Si Groenland fait les manchettes parce que Pierre Karl Péladeau aurait voulu que le groupe interprète une chanson en français à l'édition hivernale du Festival de musique émergente en Abitibi-Témiscamingue (FMEAT), la formation de Sabrina Halde est l'une parmi tant d'autres au Québec à s'exprimer dans la langue de Shakespeare malgré ses racines francophones. État des lieux et rappel de quelques controverses musico-linguistiques.

Qui est Groenland? En avril 2013, nous rencontrons Sabrina Halde et Jean-Vivier Lévesque dans un café du Mile End. Les deux anciens étudiants en musique préparent la sortie du premier album de leur groupe Groenland. Un album en anglais intitulé The Chase.

«Le groupe est un bel espoir de la scène montréalaise, ici comme à l'étranger», écrit-on.

Un an plus tard, en mars 2014, nous contactons Sabrina Halde pour faire le bilan d'une année faste. Il y avait de quoi se réjouir: 18 000 albums vendus à ce moment-là (25 000 aujourd'hui), des spectacles à guichets fermés, une nomination à l'ADISQ pour le Félix du meilleur album anglophone et des chansons choisies par des superviseurs musicaux pour l'émission Les beaux malaises, la série américaine The Good Wife et une publicité de British Airways.

++++++++++++++++++++

## TRAVAIL À FAIRE
Prolongez l'article sur le groupe Groenland et le choix de chanter en anglais en reprenant juste après sa dernière phrase.

++++++++++++++++++++

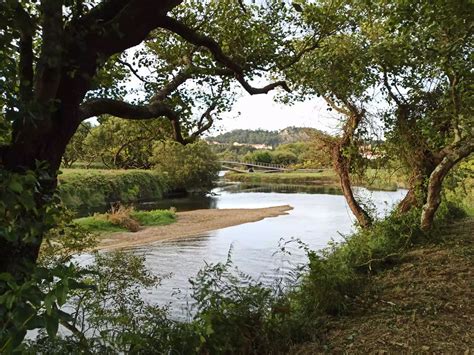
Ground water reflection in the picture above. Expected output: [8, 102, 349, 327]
[128, 184, 405, 317]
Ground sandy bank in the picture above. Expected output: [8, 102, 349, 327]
[99, 205, 293, 250]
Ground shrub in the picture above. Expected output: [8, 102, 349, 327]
[151, 141, 220, 189]
[59, 169, 168, 211]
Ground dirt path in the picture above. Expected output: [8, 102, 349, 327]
[98, 205, 293, 250]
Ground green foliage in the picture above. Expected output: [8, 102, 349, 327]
[59, 169, 169, 210]
[0, 164, 59, 245]
[74, 209, 176, 233]
[0, 181, 93, 353]
[152, 141, 220, 189]
[130, 210, 176, 226]
[63, 122, 92, 168]
[79, 116, 171, 169]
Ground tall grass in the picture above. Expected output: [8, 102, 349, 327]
[58, 169, 169, 211]
[74, 206, 176, 233]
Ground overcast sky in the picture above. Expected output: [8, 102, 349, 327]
[210, 92, 337, 135]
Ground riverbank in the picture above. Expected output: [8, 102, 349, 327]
[290, 217, 474, 354]
[58, 169, 172, 216]
[98, 205, 293, 250]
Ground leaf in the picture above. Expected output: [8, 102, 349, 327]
[8, 180, 23, 194]
[44, 314, 59, 338]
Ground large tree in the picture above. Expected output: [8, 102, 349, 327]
[0, 0, 304, 278]
[289, 0, 474, 230]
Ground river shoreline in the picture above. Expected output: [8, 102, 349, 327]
[97, 205, 293, 250]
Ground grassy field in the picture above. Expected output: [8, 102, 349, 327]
[58, 169, 169, 211]
[74, 209, 176, 233]
[290, 218, 474, 354]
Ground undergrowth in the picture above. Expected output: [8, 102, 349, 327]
[23, 203, 462, 354]
[74, 205, 176, 233]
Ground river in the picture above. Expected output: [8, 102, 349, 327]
[124, 184, 406, 319]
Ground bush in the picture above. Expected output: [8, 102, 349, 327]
[59, 169, 168, 211]
[151, 141, 220, 190]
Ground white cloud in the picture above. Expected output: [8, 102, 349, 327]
[210, 93, 338, 134]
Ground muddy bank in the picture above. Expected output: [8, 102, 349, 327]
[98, 205, 293, 250]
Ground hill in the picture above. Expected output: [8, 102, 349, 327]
[207, 127, 322, 147]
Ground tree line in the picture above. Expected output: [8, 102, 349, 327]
[0, 0, 474, 346]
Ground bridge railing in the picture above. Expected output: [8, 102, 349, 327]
[219, 160, 292, 170]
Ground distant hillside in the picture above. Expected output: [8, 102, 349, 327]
[207, 127, 321, 147]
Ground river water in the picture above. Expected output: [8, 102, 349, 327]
[124, 184, 406, 318]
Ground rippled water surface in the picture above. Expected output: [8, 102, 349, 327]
[127, 185, 405, 318]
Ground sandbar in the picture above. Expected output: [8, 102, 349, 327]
[97, 205, 293, 250]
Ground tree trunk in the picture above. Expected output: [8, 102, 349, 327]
[333, 144, 372, 228]
[332, 106, 372, 228]
[420, 139, 474, 231]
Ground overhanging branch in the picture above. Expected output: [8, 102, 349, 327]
[160, 16, 291, 95]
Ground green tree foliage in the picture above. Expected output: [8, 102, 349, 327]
[63, 122, 92, 168]
[83, 117, 172, 169]
[288, 0, 474, 229]
[151, 141, 220, 189]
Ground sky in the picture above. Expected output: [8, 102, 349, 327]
[206, 92, 337, 135]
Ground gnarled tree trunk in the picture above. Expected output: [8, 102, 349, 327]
[420, 138, 474, 231]
[332, 104, 372, 228]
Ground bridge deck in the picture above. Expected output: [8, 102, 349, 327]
[219, 160, 293, 171]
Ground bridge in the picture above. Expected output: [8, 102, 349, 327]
[219, 160, 294, 173]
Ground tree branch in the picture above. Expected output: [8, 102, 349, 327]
[160, 16, 291, 95]
[117, 59, 150, 84]
[15, 3, 35, 103]
[35, 0, 63, 104]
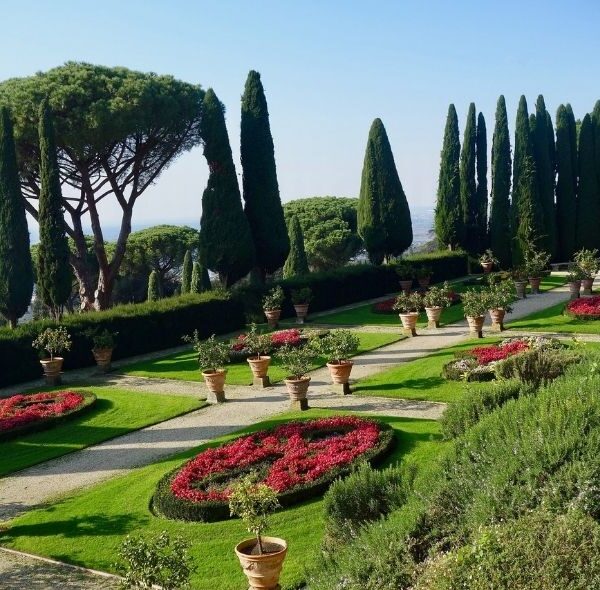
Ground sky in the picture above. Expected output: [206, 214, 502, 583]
[0, 0, 600, 238]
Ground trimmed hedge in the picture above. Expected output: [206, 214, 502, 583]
[0, 291, 245, 387]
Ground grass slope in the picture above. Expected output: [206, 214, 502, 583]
[0, 387, 205, 476]
[120, 332, 404, 385]
[0, 410, 443, 590]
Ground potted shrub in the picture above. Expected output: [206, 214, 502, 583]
[462, 289, 487, 338]
[263, 285, 285, 330]
[394, 293, 423, 336]
[183, 330, 229, 403]
[275, 340, 317, 410]
[229, 474, 287, 590]
[32, 326, 72, 385]
[292, 287, 312, 324]
[423, 282, 452, 328]
[317, 330, 360, 394]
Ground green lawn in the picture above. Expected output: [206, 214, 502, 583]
[0, 410, 443, 590]
[120, 327, 404, 385]
[0, 387, 206, 476]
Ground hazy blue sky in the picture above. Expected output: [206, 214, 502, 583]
[0, 0, 600, 234]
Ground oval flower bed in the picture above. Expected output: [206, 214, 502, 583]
[0, 391, 96, 440]
[152, 416, 394, 521]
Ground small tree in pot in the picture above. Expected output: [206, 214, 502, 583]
[317, 330, 360, 394]
[183, 330, 229, 403]
[31, 326, 72, 385]
[394, 293, 423, 336]
[229, 474, 287, 590]
[263, 285, 285, 330]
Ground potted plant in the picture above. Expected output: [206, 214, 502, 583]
[479, 248, 498, 274]
[244, 324, 272, 387]
[394, 293, 423, 336]
[423, 282, 452, 328]
[31, 326, 72, 385]
[263, 285, 285, 330]
[275, 340, 317, 410]
[462, 289, 487, 338]
[292, 287, 312, 324]
[396, 260, 415, 295]
[229, 474, 287, 590]
[183, 330, 229, 403]
[87, 329, 118, 373]
[317, 330, 360, 394]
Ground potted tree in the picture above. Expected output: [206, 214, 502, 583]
[32, 326, 72, 385]
[394, 293, 423, 336]
[423, 282, 452, 328]
[317, 330, 360, 395]
[183, 330, 229, 403]
[229, 474, 287, 590]
[263, 285, 285, 330]
[462, 289, 487, 338]
[292, 287, 312, 324]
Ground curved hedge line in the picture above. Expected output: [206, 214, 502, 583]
[150, 420, 396, 522]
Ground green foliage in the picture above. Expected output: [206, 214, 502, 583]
[490, 96, 512, 268]
[240, 70, 290, 275]
[357, 119, 413, 264]
[283, 216, 308, 279]
[36, 101, 73, 320]
[200, 88, 254, 287]
[435, 104, 464, 249]
[0, 107, 37, 328]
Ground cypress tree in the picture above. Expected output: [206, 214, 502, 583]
[435, 104, 464, 250]
[199, 88, 254, 287]
[181, 250, 193, 295]
[240, 70, 290, 280]
[460, 103, 479, 254]
[477, 113, 488, 251]
[283, 215, 309, 279]
[0, 107, 33, 328]
[37, 101, 73, 320]
[357, 119, 413, 264]
[490, 96, 512, 268]
[577, 115, 600, 250]
[556, 105, 577, 262]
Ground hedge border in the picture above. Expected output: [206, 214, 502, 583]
[149, 418, 396, 522]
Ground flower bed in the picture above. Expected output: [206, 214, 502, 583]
[0, 391, 96, 440]
[152, 416, 394, 521]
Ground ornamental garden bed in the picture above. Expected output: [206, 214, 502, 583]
[0, 391, 96, 441]
[152, 416, 395, 522]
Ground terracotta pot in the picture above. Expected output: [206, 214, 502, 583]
[235, 537, 287, 590]
[425, 306, 442, 328]
[246, 356, 271, 378]
[92, 348, 113, 373]
[202, 369, 225, 403]
[327, 361, 354, 385]
[40, 356, 64, 385]
[294, 303, 308, 324]
[467, 315, 485, 338]
[264, 309, 281, 329]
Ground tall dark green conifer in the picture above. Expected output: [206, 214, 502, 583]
[556, 105, 577, 262]
[37, 101, 73, 320]
[0, 107, 33, 328]
[241, 70, 290, 279]
[577, 115, 600, 249]
[357, 119, 413, 264]
[490, 96, 512, 268]
[283, 215, 308, 279]
[435, 104, 464, 250]
[199, 88, 254, 287]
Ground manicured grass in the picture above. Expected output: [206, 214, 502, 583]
[120, 329, 404, 385]
[0, 410, 444, 590]
[0, 387, 206, 476]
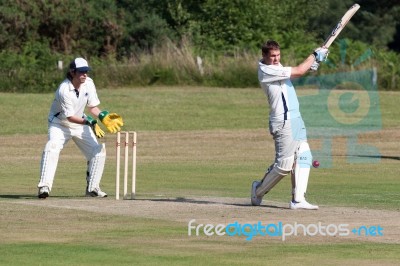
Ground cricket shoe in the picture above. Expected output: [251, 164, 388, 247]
[251, 181, 262, 206]
[289, 200, 318, 210]
[38, 187, 50, 199]
[86, 188, 107, 198]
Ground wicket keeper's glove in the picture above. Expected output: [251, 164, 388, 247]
[99, 111, 124, 133]
[86, 116, 105, 138]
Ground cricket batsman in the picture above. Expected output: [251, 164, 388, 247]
[251, 40, 328, 210]
[38, 58, 123, 199]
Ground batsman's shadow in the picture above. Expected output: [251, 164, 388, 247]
[141, 197, 288, 210]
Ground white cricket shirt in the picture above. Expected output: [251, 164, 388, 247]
[48, 77, 100, 127]
[258, 60, 301, 122]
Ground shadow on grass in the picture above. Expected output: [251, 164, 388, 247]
[0, 194, 86, 200]
[141, 197, 289, 210]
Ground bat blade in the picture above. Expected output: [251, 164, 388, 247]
[322, 4, 360, 48]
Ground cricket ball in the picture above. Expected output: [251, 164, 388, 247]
[313, 160, 319, 168]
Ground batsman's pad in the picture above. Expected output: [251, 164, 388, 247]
[256, 155, 294, 197]
[294, 142, 312, 202]
[38, 141, 62, 190]
[99, 111, 124, 133]
[86, 144, 106, 192]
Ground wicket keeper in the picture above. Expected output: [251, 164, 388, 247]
[38, 58, 123, 199]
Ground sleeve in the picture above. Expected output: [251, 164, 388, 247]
[58, 84, 75, 117]
[258, 65, 292, 83]
[87, 78, 100, 107]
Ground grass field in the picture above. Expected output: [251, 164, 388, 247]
[0, 87, 400, 265]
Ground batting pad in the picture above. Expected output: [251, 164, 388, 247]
[294, 142, 312, 202]
[38, 141, 62, 191]
[256, 156, 294, 197]
[87, 144, 106, 192]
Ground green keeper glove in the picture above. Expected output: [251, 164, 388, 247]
[99, 111, 124, 133]
[86, 115, 105, 138]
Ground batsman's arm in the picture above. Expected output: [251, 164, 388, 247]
[290, 54, 315, 78]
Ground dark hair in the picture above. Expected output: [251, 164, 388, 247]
[261, 40, 281, 54]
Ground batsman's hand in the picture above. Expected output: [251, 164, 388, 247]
[313, 47, 329, 63]
[86, 116, 105, 138]
[99, 111, 124, 133]
[310, 61, 319, 71]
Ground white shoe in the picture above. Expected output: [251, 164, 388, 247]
[251, 181, 262, 206]
[289, 200, 318, 210]
[86, 188, 107, 198]
[38, 187, 50, 199]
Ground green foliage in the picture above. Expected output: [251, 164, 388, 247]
[0, 0, 400, 92]
[0, 42, 64, 92]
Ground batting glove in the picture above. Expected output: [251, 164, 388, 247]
[99, 111, 124, 133]
[86, 116, 105, 138]
[310, 61, 319, 71]
[313, 47, 329, 63]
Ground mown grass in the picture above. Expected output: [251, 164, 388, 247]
[0, 87, 400, 265]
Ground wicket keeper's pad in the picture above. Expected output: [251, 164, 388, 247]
[38, 141, 62, 191]
[294, 142, 312, 202]
[87, 143, 106, 192]
[256, 155, 294, 197]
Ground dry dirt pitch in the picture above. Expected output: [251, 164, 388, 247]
[0, 129, 400, 243]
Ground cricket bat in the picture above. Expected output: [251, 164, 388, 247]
[322, 4, 360, 48]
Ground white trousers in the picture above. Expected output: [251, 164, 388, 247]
[38, 122, 102, 190]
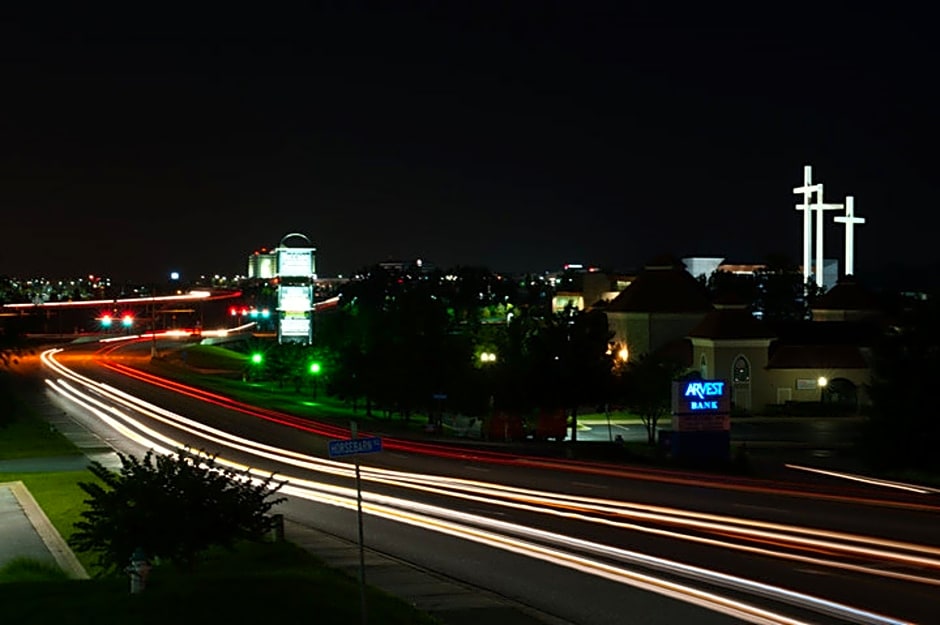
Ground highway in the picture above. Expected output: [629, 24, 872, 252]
[23, 344, 940, 625]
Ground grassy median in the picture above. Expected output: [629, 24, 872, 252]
[0, 373, 438, 625]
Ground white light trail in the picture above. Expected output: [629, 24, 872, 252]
[42, 350, 920, 625]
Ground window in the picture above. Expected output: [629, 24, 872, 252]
[731, 356, 751, 382]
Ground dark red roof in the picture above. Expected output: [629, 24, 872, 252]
[767, 345, 868, 369]
[606, 257, 712, 313]
[656, 339, 692, 368]
[689, 308, 777, 340]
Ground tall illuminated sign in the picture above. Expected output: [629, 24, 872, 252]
[275, 233, 316, 344]
[668, 380, 731, 462]
[672, 380, 731, 432]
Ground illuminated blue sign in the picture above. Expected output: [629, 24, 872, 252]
[672, 380, 731, 416]
[682, 381, 725, 412]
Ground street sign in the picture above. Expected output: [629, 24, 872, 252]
[329, 436, 382, 458]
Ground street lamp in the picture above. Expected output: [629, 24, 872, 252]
[480, 352, 496, 365]
[310, 362, 323, 400]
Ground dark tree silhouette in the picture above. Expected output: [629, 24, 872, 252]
[69, 450, 285, 570]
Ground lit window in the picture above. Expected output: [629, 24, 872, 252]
[733, 356, 751, 382]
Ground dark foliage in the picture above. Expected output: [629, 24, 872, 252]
[69, 451, 284, 570]
[863, 304, 940, 471]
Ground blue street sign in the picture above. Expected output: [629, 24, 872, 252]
[329, 436, 382, 458]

++++++++++++++++++++

## RÉSULTAT DE L'EXERCICE
Un exemple parmi tant d'autres

Groenland est loin d'être le seul groupe anglophone du Québec dont les membres sont francophones. Il y a bien entendu Simple Plan, mais aussi les formations We Are Wolves, Duchess Says, Passwords et Solids. Citons aussi Random Recipe, Milk&Bone et Secret Sun - qui figurent tous sur le même label que Groenland, Bonsound.

Plus de portes qu'auparavant s'ouvrent ici aux groupes anglophones de Montréal (dont beaucoup de membres sont francophones). L'été dernier, Pénélope McQuade a accueilli sur son plateau les groupes Will Driving West, Dear Frederic, Plants and Animals et The Franklin Electric.

Originaire de Saint-Hyacinthe, Elliot Maginot, qui lançait son premier album hier au National, chante également en anglais. Bilingues, son site web et son dossier de presse lui ont déjà permis de s'exporter. La semaine dernière, l'hebdomadaire canadien Exclaim! a mis son album en écoute.

Pareil en France

Le phénomène des «Français qui chantent en anglais» s'observe également en France avec Charlotte Gainsbourg, Phoenix, Aaron, Lou Doillon, M83, Daft Punk, Woodkid et la jeune star du moment, Christine and The Queens, qui remplira le Métropolis le 19 février lors de la soirée d'ouverture du festival Montréal en lumière.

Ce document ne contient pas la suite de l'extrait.